Maurice Ravel would write his own string quartet inspired by Debussy’s. It was a splash of modernism in a field that had been dominated by more traditional voices.

The Performers

Music Around the Corner is a concert series founded by violinist Emma Meinrenken and violist Lynn Sue-A-Quan in 2023, featuring Toronto-born and based classical musicians. Along with showcasing both traditional and contemporary classical repertoire, including Canadian composers and arrangers, their mandate includes turning a spotlight on Toronto businesses and venues.

Emma Meinrenken, Violinist, Co-Director

Emma Meinrenken is currently pursuing her Master of Musical Arts at Yale University with Augustin Hadelich. She earned a BMus from the Curtis Institute, and won Yale’s Presser Foundation Graduate Music Award. Her international competition wins include 1st place at the Stradivarius International Violin Competition and the Prix Ravel at the Ecole d’Art Américaines de Fontainebleau.

Emma has performed in Canada and throughout Europe, and made her Carnegie Hall debut premiering a piece by Fred Lerdahl. She is a faculty member for the Music Niagara Festival’s performance academy. Emma performs on the 1717 Windsor-Weinstein Stradivarius, on loan from the Canada Council for the Arts.

Lynn Sue-a-Quan, Violist, Co-Director

Violist Lynn Sue-A-Quan earned both a bachelor’s and master’s degrees at The Juilliard School. She is currently a member of the Jacksonville Symphony. She has also performed with the Indianapolis Symphony Orchestra, Toronto Symphony Orchestra, and the New York Philharmonic, and has performed as a soloist with orchestras across North America, and at festivals in North America and Europe.

She is a dedicated music educator, and a recipient of the Morse Teaching Artists Fellowship at Juilliard, an award that allowed her to teach students in public schools in New York City.

Astrid Nakamura, Violinist

Astrid Nakamura completed her undergraduate degree at McGill University, followed by a master’s at Rice University. She is a busy chamber, solo and orchestral musician, and has performed with ensembles and orchestras across North America, including the Houston Symphony, Montreal Symphony, Musiqa Houston, Kinetic Ensemble and Ensemble Urbain, among others.

- [MATERIAL SHOWN]:

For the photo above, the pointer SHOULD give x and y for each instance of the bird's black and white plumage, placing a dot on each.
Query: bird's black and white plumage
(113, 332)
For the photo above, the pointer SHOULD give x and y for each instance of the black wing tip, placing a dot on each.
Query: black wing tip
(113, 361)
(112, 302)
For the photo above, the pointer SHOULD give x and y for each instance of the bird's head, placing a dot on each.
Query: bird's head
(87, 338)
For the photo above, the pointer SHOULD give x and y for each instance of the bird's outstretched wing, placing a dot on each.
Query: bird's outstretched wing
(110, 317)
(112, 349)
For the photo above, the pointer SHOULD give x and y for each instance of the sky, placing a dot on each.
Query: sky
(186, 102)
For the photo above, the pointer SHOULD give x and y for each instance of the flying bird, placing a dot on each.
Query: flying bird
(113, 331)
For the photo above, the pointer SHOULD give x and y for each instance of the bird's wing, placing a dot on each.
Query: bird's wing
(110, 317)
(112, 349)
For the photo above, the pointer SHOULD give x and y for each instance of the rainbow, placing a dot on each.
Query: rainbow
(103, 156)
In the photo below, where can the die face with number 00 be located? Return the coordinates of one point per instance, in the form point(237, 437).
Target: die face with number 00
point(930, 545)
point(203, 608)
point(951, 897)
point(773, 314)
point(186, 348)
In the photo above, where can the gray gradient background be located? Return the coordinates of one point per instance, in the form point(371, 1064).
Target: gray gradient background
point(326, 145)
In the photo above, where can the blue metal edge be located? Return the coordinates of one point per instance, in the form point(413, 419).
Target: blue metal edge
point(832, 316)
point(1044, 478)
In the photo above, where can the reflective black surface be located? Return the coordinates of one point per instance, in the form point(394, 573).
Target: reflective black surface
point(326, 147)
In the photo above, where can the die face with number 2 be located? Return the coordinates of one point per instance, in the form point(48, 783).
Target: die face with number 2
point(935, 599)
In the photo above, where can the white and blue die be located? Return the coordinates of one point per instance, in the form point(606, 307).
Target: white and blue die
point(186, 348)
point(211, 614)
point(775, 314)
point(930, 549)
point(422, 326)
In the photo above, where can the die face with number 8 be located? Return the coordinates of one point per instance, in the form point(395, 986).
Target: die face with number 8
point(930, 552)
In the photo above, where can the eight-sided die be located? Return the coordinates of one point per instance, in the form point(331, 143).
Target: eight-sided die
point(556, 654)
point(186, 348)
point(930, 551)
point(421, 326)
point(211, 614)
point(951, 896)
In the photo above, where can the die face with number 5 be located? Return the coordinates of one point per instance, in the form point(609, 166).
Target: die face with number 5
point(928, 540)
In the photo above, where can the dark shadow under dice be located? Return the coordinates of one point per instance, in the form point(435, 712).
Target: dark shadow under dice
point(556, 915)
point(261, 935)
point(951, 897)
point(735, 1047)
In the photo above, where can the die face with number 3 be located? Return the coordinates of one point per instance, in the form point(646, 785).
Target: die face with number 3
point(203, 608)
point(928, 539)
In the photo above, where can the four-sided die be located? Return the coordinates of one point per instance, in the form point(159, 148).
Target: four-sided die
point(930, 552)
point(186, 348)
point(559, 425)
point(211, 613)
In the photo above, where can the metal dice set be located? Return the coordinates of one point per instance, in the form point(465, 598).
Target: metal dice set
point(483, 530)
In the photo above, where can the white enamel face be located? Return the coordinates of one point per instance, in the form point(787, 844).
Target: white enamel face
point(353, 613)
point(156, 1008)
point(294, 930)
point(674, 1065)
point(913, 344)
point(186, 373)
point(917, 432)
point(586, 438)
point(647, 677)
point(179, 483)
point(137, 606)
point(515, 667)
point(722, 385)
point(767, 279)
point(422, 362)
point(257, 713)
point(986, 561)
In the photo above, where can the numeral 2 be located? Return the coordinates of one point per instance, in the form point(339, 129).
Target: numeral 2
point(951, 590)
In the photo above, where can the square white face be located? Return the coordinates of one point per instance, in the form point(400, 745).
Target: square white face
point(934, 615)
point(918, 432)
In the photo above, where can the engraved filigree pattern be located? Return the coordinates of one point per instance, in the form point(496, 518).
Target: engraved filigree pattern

- [TO DO]: Can you continue the text about the Music Around the Corner concert series and its performers from the point where it stops?

- [EXERCISE ANSWER]:
Competition wins include third place at the 2024 Eckhardt-Gramatté Competition, second in the 2022 Golden Violin Competition at McGill University, and first at the 2021 McGill Concerto Competition. She performs on the c.1830-1850 ‘Eckhardt-Gramatte’ Chanot I violin, on loan from the Canada Council for the Arts Musical Instrument Bank.

Astrid is committed to outreach, including teaching at public elementary schools, and concerts in partnership with the MD Anderson Cancer Center, and the University of Houston BRAIN Center.

Matthew Christakos, Cellist

Matthew Christakos was appointed as the new Associate Principal Cello of the New York Philharmonic in January 2024. He won the 2019 Canada Council for the Arts’s Michael Measures Prize, and was named on CBC Music’s 30 Hot Canadian Classical Musicians Under 30 list the same year. He is the former principal cello of the Toronto Symphony Youth Orchestra.

Matthew began playing the cello at the age of four. After beginning his formal studies at the Royal Conservatory of Music’s Phil and Eli Taylor Performance Academy for Young Artists, where he won the concerto competition and was a featured soloist with the Academy Chamber Orchestra, he went on to study at the Curtis Institute of Music before launching his professional career.

The Venues

On December 28, the quartet will be performing at the Glad Day Bookstore, the world’s oldest LGBT bookstore. Founded in 1970, it’s a welcoming space. The concert is hoped to boost their fundraising efforts (details here).

On December 29, the quartet performs at Blood Brothers Brewing, a craft microbrewery in the west end of the city, newly equipped with a performance stage and upgraded sound systems (along with beer flights to pair with each piece).